# SET OF TASKS:
**1.** In the post on std::forward, rewrite everything from "This page states" down to "shared_ptr<T> factory(Arg&& arg)", swapping "factory" for "make_object".
**2.** Name every template type parameter declared in the code of the post on std::forward.
**3.** Carry the post on std::forward further, picking up after its final sentence.

This page states the following:
Given that we have the following factory template function:
template<typename T, typename Arg>
shared_ptr<T> factory(Arg&& arg)
{
return shared_ptr<T>(new T(forward<Arg>(arg)));
}
One can choose among any of the two forward implementations:
- forward implementation using remove_reference
template<class S>
S&& forward(typename remove_reference<S>::type& a) noexcept
{
return static_cast<S&&>(a);
}
- forward implementation without remove_reference
template<class S>
S&& forward(S& a) noexcept
{
return static_cast<S&&>(a);
}
In the tutorial, it's mentioned that:
If you want to dig a little deeper for extra credit, ask yourself this question: why is the remove_reference in the definition of std::forward needed? The answer is, it is not really needed at all. If you use just S& instead of remove_reference::type& in the defintion of std::forward, you can repeat the case distinction above to convince yourself that perfect forwarding still works just fine. However, it works fine only as long as we explicitly specify Arg as the template argument of std::forward. The purpose of the remove_reference in the definition of std::forward is to force us to do so.

# EXTRACTED INFORMATION:

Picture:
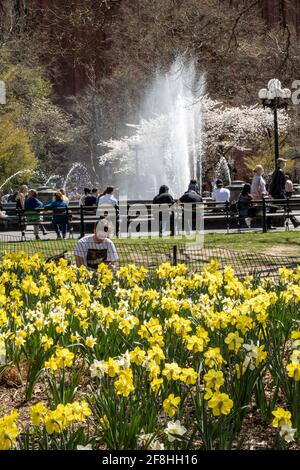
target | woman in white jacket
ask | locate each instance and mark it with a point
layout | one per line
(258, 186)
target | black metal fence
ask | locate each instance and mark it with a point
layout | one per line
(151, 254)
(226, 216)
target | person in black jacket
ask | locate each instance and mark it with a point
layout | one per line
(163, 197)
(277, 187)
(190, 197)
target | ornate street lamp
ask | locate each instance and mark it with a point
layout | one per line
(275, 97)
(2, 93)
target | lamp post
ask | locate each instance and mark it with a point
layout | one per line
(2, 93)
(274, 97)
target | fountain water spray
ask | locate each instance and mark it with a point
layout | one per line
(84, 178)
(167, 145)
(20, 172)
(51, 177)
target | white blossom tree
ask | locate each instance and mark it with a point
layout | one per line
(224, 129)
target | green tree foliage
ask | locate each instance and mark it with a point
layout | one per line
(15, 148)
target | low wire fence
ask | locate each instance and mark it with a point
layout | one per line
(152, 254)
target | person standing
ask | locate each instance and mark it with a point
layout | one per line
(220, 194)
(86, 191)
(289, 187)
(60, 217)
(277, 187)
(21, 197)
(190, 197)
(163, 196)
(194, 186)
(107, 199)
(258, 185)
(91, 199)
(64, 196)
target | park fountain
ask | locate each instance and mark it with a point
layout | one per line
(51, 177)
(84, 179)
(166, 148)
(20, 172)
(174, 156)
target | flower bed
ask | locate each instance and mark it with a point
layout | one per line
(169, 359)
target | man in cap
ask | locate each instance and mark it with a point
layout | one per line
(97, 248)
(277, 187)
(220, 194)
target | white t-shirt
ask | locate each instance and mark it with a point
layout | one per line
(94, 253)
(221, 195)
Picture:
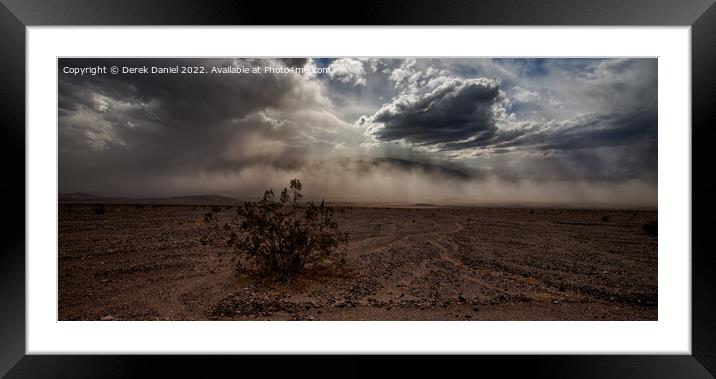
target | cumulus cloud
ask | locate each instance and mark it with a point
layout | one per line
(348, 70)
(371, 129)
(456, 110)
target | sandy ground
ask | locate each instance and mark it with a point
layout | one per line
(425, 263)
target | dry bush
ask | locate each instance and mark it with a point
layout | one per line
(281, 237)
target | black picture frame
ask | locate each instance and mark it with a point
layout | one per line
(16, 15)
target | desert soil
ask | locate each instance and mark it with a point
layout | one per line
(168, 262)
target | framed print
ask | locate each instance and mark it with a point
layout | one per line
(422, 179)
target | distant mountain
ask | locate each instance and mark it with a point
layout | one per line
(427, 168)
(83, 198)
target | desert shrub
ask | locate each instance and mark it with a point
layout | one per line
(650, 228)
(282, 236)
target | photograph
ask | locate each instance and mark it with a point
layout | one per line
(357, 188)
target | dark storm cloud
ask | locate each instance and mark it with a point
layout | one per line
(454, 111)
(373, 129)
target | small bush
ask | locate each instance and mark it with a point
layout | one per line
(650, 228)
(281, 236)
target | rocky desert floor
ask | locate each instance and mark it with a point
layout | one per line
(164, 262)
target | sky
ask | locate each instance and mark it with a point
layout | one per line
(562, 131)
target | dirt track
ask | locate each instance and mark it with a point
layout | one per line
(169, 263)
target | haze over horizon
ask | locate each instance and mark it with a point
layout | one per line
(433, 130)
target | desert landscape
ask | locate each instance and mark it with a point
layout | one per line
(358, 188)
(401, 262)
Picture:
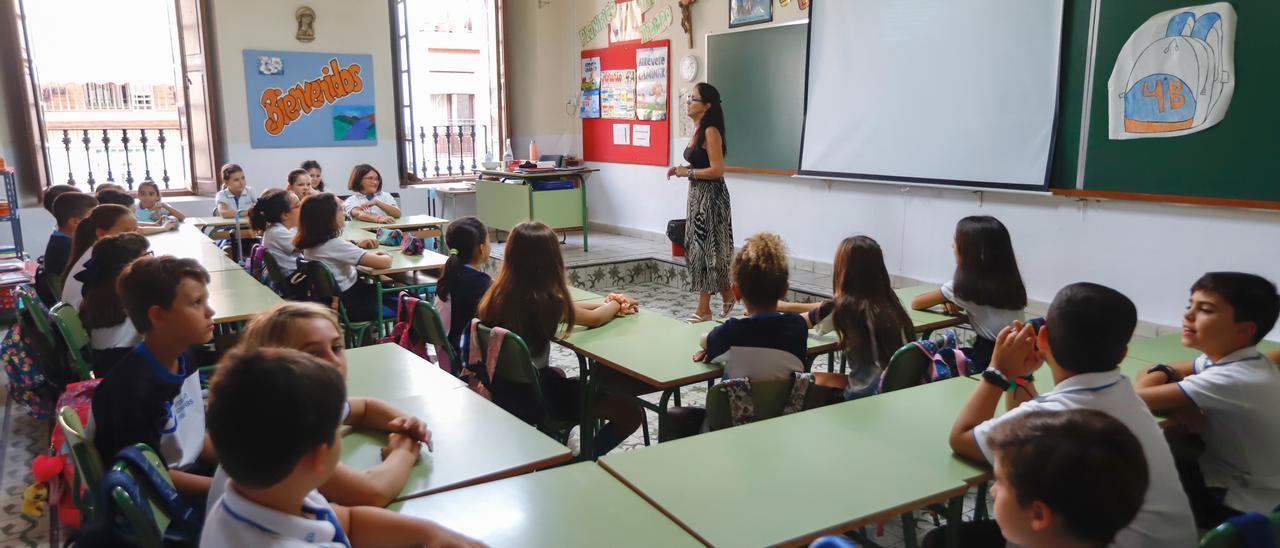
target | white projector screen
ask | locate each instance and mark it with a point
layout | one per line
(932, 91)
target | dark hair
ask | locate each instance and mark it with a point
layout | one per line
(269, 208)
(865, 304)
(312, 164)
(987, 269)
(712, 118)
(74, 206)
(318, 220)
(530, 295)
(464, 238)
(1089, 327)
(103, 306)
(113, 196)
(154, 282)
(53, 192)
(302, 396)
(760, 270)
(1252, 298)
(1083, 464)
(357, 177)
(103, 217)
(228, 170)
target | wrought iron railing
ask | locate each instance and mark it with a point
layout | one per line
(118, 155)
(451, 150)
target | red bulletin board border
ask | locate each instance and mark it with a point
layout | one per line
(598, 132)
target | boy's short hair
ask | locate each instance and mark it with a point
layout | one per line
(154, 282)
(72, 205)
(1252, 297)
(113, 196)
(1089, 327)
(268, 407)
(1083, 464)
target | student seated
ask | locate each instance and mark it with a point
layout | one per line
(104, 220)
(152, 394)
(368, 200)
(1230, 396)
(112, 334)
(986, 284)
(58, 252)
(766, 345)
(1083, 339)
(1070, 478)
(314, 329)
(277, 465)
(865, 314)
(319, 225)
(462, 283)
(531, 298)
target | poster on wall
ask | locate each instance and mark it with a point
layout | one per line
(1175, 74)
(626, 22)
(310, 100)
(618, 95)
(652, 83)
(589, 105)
...
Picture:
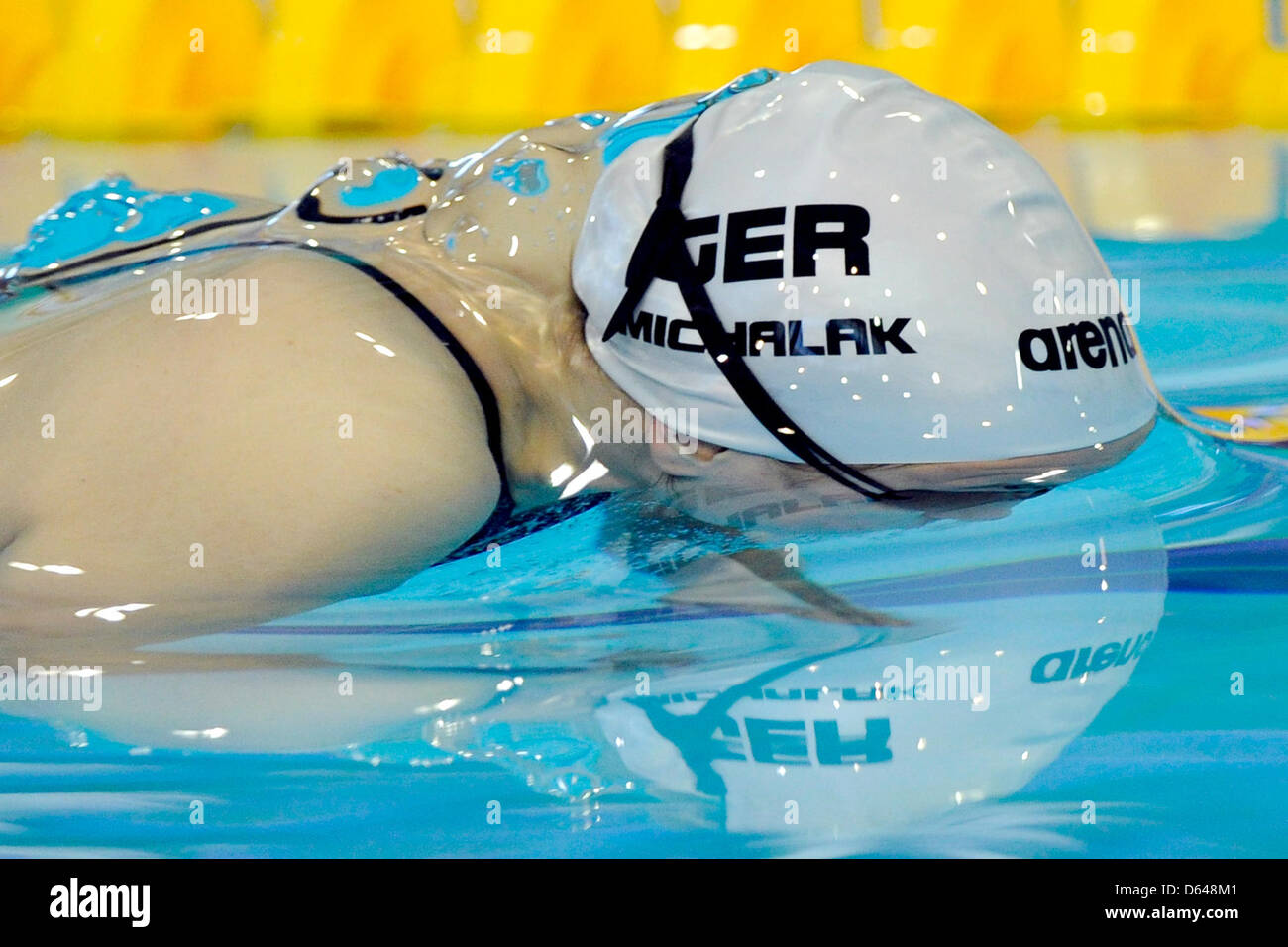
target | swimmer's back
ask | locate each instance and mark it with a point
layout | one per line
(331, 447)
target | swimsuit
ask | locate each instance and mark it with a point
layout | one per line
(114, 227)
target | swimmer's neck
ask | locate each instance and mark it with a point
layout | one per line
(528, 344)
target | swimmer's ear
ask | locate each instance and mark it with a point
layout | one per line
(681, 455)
...
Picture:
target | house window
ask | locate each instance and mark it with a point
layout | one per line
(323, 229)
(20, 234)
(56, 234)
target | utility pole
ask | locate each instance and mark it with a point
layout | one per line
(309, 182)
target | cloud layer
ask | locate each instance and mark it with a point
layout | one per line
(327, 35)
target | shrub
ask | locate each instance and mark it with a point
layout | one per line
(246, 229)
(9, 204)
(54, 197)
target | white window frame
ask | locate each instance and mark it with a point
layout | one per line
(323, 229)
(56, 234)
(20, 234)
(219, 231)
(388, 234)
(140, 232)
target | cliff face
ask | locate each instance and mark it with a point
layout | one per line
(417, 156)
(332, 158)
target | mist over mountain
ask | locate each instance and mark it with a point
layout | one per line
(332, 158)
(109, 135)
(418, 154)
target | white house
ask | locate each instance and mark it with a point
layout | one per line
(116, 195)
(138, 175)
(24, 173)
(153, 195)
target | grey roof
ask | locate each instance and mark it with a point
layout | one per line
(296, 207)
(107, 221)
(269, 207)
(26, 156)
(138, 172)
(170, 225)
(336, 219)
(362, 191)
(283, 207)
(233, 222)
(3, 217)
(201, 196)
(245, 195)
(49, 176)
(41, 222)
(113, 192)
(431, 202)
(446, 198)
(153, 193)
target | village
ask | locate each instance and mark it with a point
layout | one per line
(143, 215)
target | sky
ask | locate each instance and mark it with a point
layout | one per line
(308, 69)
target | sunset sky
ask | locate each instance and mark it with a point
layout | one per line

# ANSWERS FOR THE TASKS:
**1.**
This page states the following:
Given that we have the following make_object template function:
template<typename T, typename Arg>
shared_ptr<T> make_object(Arg&& arg)

**2.** T, Arg, S

**3.**
Why does using remove_reference forces us to specify Arg as the template arg, are there any concrete examples where the difference is illustrated? The code appears to be the same since in both instances of forward, the type is derived from the template argument. I am also new to c so sorry if i am missing something obvious here.
CodePudding user response:
Why does using remove_reference forces us to specify Arg as the template arg
Because having a nested type remove_reference<S>::type as an argument makes a non-deducible context.
This applies for any nested type. For example, if you have
template< class T>
struct Identity
{
using type = T;
};
template< class T> void foo(T&){}
template< class T> void bar(typename Identity<T>::type&){}
then
int x;
foo(x);
bar<int>(x);
will compile, but
int x;
bar(x);
will not.